Extract:
━━━━━━
# Ball being thrown against a wall

1. Sep 29, 2007

### turnip

1. The problem statement, all variables and given/known data
a 120kg ball moving at 18m/s strikes a wall perpendicularly and rebounds straight back at 12m/s. after the initial contact, the centre of the ball moves 0.27cm closer to the wall. Assuming uniform deceleration, show that the time of the contact is 0.00075s. How large an average forced does the ball exert on the wall?

i figure that:
m=.12
u= 18
v=12
s1 - s2 = 0.0027
s1 = s2 + 0.0027

2. Relevant equations
f= delta p/t
= mv-mu/t

s=ut+1/2at(squared)
p=mv

3. The attempt at a solution
what threw me off is the the time, i can get the average force no problem after i have the time.

my question is do i put the time (0.00075) into the equation s=ut+1/2at(squared), because i have done that which worked out wrong.
━━━━━━
Information supplied:
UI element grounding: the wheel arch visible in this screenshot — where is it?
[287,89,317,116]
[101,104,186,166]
━━━━━━
What to do:
1) In the thread about the ball and the wall, how far does the center of the ball move closer to the wall after the initial contact?
2) Based on the thread about the ball and the wall, decide whether each statement agrees with it: (a) The ball hits the wall perpendicularly. (b) The poster struggles to find the average force even after knowing the time. (c) The problem assumes uniform deceleration.

Full answers:
1) 0.27 cm

2)
(a) Yes: "strikes a wall perpendicularly"
(b) No: "i can get the average force no problem after i have the time"
(c) Yes: "Assuming uniform deceleration"